• Texte source:

#####

Le résultat est que le principal « produit d’exportation » du Guatemala, du Honduras et du Salvador (et de plus en plus du Nicaragua) ce sont les personnes. La migration de plus en plus nécessaire, est devenue une autre source de commerce qui exploite la misère. D’un côté elle représente une soupape aux tensions sociales nationales. De l’autre les émigrants contribuent par leurs remesas (envois d’argent) nécessaires à l’équilibre d’économies de plus en plus déficitaires.

Dans l’actualité, le volume des remesas au Guatemala est presque équivalent à celui des exportations du pays et représente presque le cinquième du PIB. Le Honduras et le Salvador sont dans une situation similaire. Si au XXe siècle l’élite centre-américaine servait à l’empire pour se maintenir au pouvoir, au XXIe siècle les centre-américains moyens travaillent pour l’empire, pour survivre, tout court.

#####

• Données fournies:

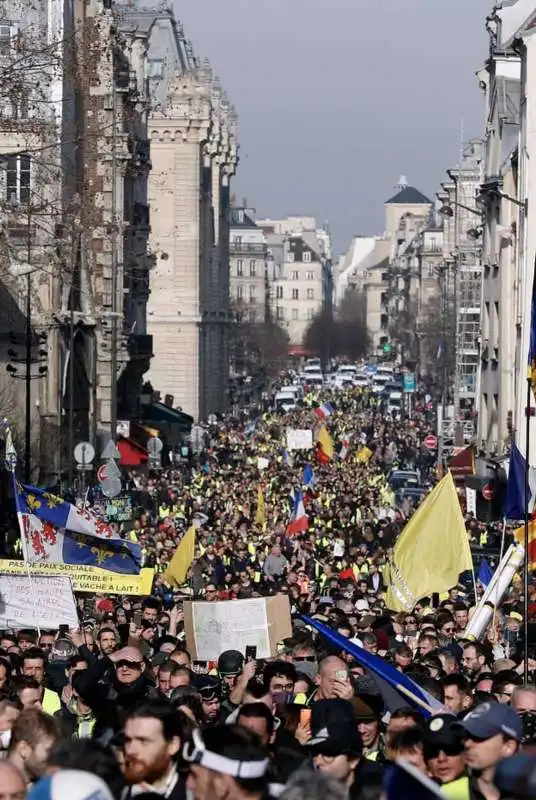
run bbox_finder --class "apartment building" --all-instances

#####

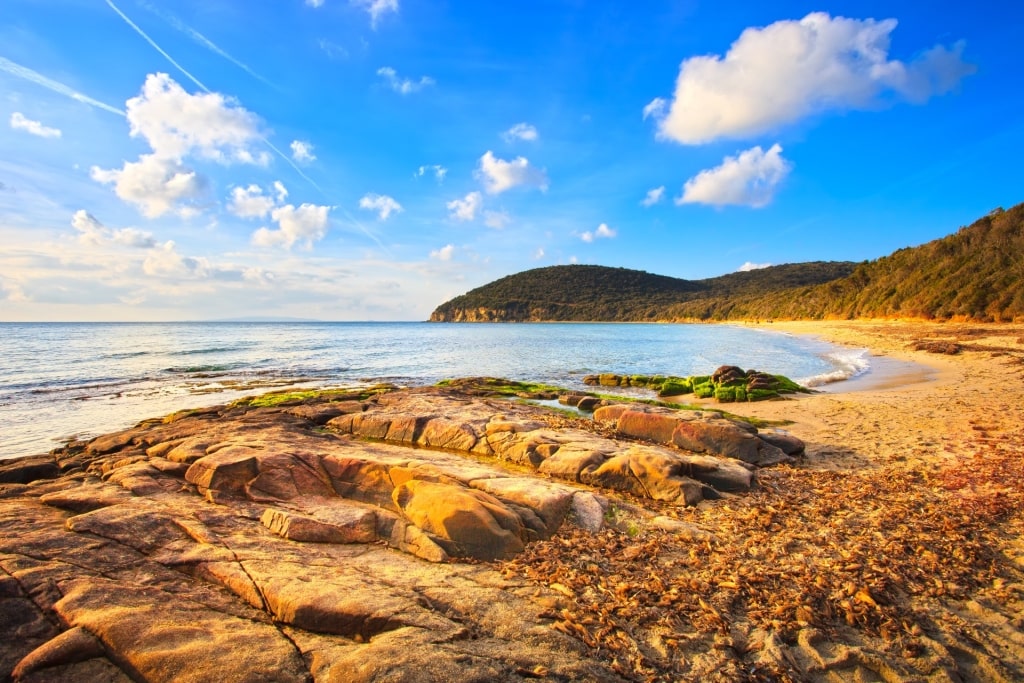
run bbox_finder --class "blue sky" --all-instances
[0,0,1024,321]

#####

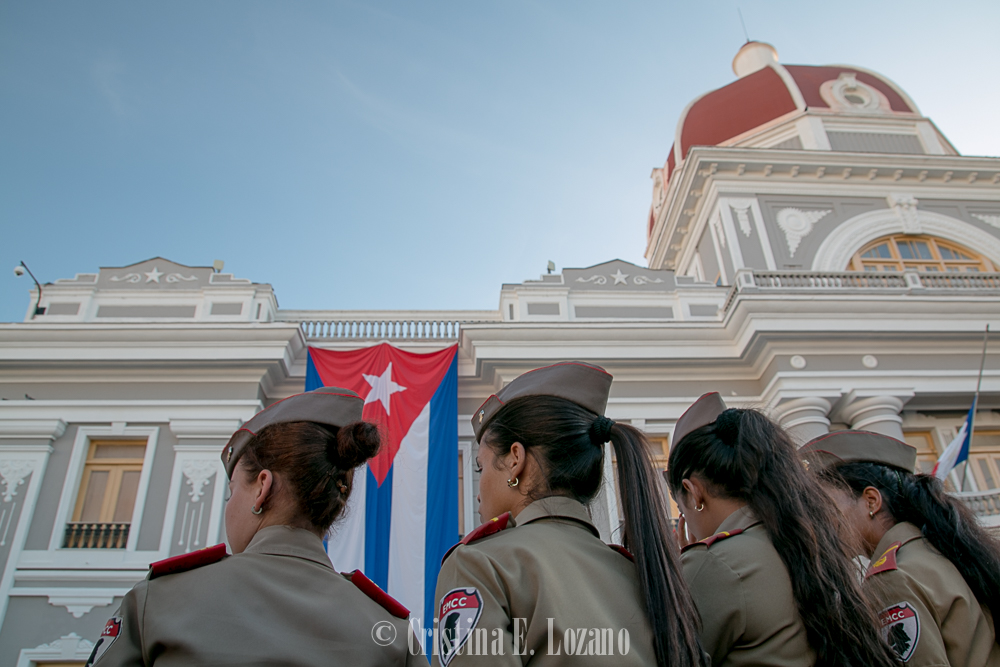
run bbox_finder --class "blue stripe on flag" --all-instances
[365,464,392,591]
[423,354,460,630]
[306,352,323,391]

#####

• Consigne: Recopiez sans rien changer le passage du texte source qui commence aux mots « Le résultat est » et s'arrête après les mots « en plus déficitaires. ».

• Réponse complète:
Le résultat est que le principal « produit d’exportation » du Guatemala, du Honduras et du Salvador (et de plus en plus du Nicaragua) ce sont les personnes. La migration de plus en plus nécessaire, est devenue une autre source de commerce qui exploite la misère. D’un côté elle représente une soupape aux tensions sociales nationales. De l’autre les émigrants contribuent par leurs remesas (envois d’argent) nécessaires à l’équilibre d’économies de plus en plus déficitaires.